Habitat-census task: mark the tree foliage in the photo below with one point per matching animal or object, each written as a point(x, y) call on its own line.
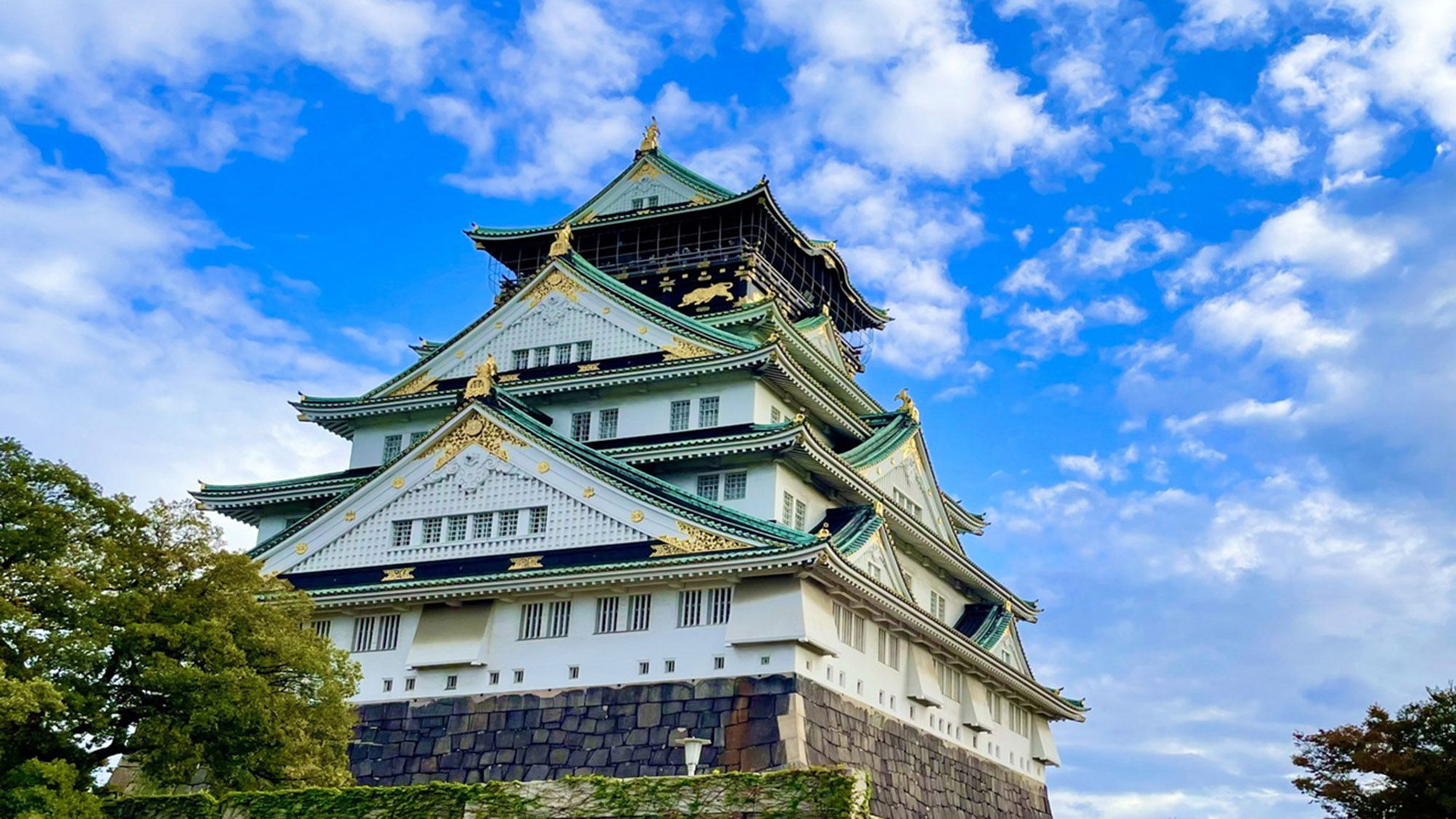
point(129, 631)
point(1385, 767)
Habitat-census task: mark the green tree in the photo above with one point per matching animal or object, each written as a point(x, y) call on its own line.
point(129, 631)
point(1401, 767)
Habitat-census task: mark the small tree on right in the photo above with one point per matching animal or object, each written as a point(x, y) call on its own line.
point(1401, 767)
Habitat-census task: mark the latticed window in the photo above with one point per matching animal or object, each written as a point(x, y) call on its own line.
point(481, 525)
point(708, 486)
point(608, 609)
point(889, 649)
point(510, 522)
point(736, 486)
point(582, 426)
point(720, 602)
point(678, 422)
point(851, 627)
point(949, 679)
point(392, 446)
point(689, 608)
point(378, 633)
point(608, 424)
point(708, 411)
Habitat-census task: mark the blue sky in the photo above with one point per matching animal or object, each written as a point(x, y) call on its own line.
point(1173, 283)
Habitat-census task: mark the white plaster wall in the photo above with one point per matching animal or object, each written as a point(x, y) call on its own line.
point(612, 659)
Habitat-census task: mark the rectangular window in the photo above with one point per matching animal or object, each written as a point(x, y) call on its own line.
point(456, 531)
point(689, 608)
point(608, 609)
point(851, 627)
point(937, 605)
point(403, 532)
point(640, 612)
point(481, 525)
point(558, 618)
point(392, 446)
point(708, 487)
point(678, 422)
point(378, 633)
point(736, 486)
point(720, 602)
point(949, 679)
point(889, 649)
point(532, 617)
point(510, 521)
point(708, 411)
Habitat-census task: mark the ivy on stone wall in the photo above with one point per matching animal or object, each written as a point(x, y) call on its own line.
point(825, 793)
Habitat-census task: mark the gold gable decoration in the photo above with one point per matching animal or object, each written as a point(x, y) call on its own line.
point(484, 379)
point(684, 349)
point(555, 282)
point(694, 541)
point(472, 430)
point(424, 382)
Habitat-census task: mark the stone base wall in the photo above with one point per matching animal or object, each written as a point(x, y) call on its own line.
point(756, 723)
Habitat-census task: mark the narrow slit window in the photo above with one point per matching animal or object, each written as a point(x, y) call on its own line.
point(582, 426)
point(678, 420)
point(392, 446)
point(708, 411)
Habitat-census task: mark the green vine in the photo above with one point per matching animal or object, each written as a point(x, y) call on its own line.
point(825, 793)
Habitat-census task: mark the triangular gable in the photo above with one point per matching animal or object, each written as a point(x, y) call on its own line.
point(652, 181)
point(903, 474)
point(877, 558)
point(486, 459)
point(567, 304)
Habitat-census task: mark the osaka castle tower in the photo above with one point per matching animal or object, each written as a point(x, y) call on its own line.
point(643, 499)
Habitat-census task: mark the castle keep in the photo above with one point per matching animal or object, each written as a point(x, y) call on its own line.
point(643, 493)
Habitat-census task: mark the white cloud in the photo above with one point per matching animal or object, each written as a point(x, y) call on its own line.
point(136, 369)
point(905, 88)
point(1091, 253)
point(1218, 129)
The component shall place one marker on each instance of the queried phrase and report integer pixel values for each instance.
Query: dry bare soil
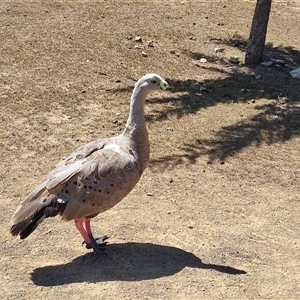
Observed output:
(223, 221)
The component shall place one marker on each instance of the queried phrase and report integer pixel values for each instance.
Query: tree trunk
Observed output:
(257, 38)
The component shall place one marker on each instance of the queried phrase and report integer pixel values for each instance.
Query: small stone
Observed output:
(295, 73)
(219, 50)
(267, 63)
(278, 61)
(234, 59)
(150, 44)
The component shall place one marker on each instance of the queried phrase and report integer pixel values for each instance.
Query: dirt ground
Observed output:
(223, 221)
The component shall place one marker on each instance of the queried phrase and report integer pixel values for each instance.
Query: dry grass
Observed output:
(224, 219)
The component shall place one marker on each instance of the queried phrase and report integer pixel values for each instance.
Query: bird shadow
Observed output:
(124, 262)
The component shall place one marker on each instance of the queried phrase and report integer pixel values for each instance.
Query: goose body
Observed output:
(95, 177)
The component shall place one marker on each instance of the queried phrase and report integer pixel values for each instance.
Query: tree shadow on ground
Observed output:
(277, 122)
(124, 262)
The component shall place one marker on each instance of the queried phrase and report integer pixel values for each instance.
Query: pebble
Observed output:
(267, 63)
(150, 44)
(245, 90)
(234, 59)
(278, 61)
(295, 73)
(219, 50)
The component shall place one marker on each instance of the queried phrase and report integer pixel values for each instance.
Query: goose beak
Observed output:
(163, 85)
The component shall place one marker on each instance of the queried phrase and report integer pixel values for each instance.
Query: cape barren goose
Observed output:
(94, 177)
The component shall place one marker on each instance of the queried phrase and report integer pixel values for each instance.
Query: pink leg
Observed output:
(87, 223)
(83, 232)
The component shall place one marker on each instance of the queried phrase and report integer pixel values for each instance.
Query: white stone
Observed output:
(295, 73)
(234, 59)
(219, 50)
(267, 63)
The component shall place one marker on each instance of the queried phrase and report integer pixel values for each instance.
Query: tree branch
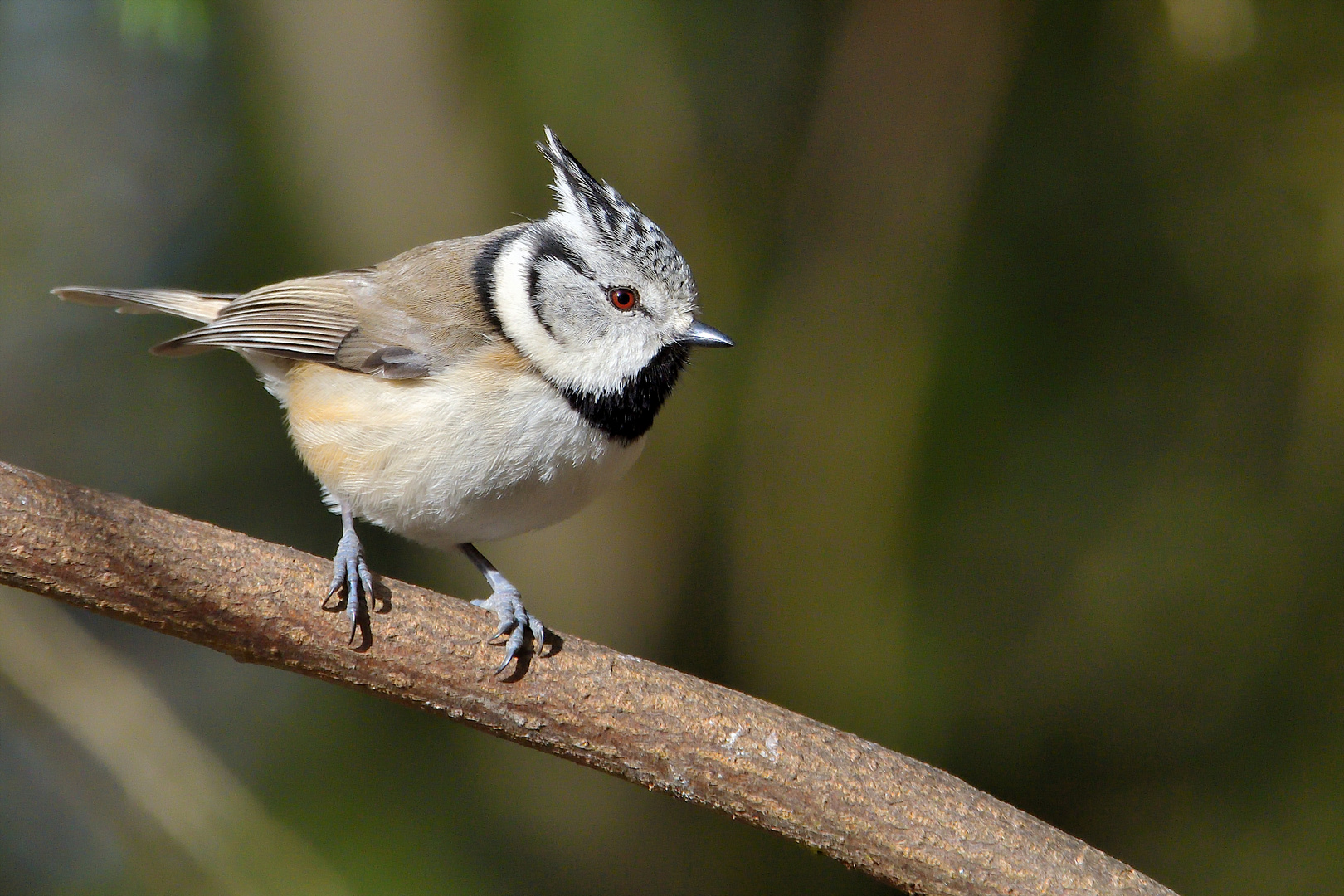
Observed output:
(893, 817)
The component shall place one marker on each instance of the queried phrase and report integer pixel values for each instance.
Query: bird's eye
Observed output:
(622, 299)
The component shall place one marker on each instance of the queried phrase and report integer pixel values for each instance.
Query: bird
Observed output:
(468, 390)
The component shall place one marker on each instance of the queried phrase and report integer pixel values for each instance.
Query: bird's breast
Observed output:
(481, 450)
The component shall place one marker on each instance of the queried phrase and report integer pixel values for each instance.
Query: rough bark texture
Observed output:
(893, 817)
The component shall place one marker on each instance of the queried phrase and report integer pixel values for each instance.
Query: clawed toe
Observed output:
(353, 575)
(514, 620)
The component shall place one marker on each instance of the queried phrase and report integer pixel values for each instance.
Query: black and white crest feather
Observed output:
(613, 221)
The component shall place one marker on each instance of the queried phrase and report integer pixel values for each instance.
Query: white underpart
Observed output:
(470, 455)
(589, 368)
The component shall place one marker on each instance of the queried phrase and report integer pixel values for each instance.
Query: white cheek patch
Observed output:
(600, 367)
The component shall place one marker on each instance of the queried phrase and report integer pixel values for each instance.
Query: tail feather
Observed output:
(197, 306)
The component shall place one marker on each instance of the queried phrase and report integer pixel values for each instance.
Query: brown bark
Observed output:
(893, 817)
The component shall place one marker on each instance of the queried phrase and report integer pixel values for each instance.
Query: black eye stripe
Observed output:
(553, 246)
(483, 273)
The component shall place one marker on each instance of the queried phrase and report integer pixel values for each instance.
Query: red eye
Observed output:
(622, 299)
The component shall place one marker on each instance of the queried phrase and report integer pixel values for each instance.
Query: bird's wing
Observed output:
(407, 317)
(420, 312)
(303, 319)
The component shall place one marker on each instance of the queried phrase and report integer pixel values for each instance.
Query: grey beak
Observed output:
(704, 334)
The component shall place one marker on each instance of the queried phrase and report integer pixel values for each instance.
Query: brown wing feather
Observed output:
(410, 316)
(301, 319)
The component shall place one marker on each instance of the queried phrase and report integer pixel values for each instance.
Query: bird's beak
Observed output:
(704, 334)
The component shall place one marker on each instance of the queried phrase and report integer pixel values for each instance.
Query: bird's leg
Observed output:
(351, 571)
(507, 605)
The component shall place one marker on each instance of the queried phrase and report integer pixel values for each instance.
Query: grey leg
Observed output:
(507, 606)
(351, 572)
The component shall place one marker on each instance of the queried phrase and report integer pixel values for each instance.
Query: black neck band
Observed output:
(628, 412)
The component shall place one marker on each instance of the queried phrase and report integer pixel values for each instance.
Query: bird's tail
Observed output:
(197, 306)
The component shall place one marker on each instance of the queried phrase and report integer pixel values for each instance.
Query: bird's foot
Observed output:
(351, 574)
(515, 620)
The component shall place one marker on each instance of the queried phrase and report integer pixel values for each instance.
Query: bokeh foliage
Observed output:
(1030, 461)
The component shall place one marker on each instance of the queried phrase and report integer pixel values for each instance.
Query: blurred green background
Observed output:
(1030, 461)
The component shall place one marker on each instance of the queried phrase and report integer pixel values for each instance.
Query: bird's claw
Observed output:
(515, 620)
(351, 572)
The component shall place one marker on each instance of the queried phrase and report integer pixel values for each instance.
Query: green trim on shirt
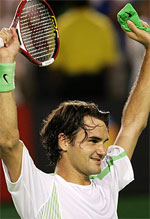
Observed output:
(110, 163)
(51, 209)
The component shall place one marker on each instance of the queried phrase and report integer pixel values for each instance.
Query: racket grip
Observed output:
(1, 43)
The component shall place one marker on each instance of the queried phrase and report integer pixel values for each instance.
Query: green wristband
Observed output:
(129, 13)
(7, 75)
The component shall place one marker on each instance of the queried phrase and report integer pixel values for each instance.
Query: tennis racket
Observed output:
(37, 31)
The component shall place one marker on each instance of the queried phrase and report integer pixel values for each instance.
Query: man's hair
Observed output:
(67, 119)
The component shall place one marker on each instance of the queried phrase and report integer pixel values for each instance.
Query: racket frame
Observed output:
(16, 24)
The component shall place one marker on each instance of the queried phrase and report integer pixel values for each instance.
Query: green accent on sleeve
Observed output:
(51, 208)
(110, 163)
(129, 13)
(7, 74)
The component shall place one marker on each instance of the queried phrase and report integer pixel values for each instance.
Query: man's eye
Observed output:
(93, 141)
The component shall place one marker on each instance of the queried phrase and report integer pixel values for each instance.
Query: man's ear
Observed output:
(63, 142)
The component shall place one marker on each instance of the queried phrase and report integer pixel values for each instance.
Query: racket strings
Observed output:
(38, 30)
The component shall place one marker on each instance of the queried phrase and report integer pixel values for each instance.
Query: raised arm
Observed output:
(10, 147)
(137, 108)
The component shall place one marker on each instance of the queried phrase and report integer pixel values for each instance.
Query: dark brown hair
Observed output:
(67, 119)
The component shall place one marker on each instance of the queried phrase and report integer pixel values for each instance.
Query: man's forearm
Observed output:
(137, 107)
(8, 120)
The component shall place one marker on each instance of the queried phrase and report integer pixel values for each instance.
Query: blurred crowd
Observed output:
(96, 60)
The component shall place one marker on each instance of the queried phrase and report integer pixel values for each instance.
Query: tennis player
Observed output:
(87, 179)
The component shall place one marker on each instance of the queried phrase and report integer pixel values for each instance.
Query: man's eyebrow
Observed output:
(98, 138)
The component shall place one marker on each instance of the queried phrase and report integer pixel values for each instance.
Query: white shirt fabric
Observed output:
(37, 195)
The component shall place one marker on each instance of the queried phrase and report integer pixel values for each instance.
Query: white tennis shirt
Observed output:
(48, 196)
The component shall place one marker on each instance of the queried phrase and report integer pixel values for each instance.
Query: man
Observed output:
(87, 180)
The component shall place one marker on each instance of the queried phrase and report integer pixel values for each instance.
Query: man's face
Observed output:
(86, 154)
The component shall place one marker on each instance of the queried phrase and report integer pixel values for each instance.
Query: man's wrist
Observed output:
(7, 60)
(7, 77)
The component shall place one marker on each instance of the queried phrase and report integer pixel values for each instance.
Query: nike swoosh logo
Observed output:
(129, 14)
(4, 76)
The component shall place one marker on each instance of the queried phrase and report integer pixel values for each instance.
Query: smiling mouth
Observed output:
(96, 160)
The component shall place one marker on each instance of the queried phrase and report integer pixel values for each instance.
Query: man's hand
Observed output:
(10, 38)
(139, 35)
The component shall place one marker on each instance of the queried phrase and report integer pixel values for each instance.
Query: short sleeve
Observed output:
(117, 166)
(32, 188)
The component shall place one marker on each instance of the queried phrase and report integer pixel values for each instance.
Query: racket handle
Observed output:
(1, 42)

____________

WHAT YOU ARE ASKED TO DO :: Keep both end lines and retype everything in the records above from the line containing "Query: tail feather" through the line containing "Query: bird's foot", exactly, with nothing else.

SOLUTION TO THE EXERCISE ::
Query: tail feather
Observed output:
(197, 306)
The component shall place one marker on each instance of the queried phrase and report integer pixel values for each instance.
Query: brown bark
Observed output:
(893, 817)
The component shall place one marker on each instance of the queried phrase and report integer pixel values for each instance.
Query: black eye stripe
Observed output:
(553, 246)
(483, 273)
The component shall place one marker on each instance of the queried phrase and report integer pixel values for each instance.
Query: red eye
Observed output:
(622, 299)
The component shall place one marker on each instance of the queried phrase and report integer pixel values for each instance.
Query: bird's wing
Observed output:
(407, 317)
(420, 312)
(303, 319)
The component shall place one marker on each instance of the queried phrase and report integer pixel values for each instance.
Query: grey beak
Observed output:
(704, 334)
The component shall place one marker on each instance of the queried phrase and report integer pixel values for each instance.
Query: brown wing feather
Observed output:
(410, 316)
(301, 319)
The component shall place one marker on each instance of the queried phrase and report integer pixel values for each instance.
Query: bird's beak
Observed output:
(704, 334)
The component shall place one marker on each instance of the queried phrase and report integer pixel values for each instance.
Query: bird's leg
Observed output:
(351, 571)
(507, 605)
The component shall place one marker on each instance of the queried phrase and report integer pixel values for each instance.
Query: grey leg
Observed output:
(507, 606)
(351, 572)
The component shall place one marker on each instance of the queried phrase and report integer pixel values for each instance.
Query: black neck band
Observed output:
(628, 412)
The component shall place one marker on each instance of the queried phrase and report integer pixel values for each instance.
Query: bird's tail
Observed output:
(197, 306)
The component shall place one marker on each instance of the queried phrase and report integer pixel values for each instance.
Query: bird's foot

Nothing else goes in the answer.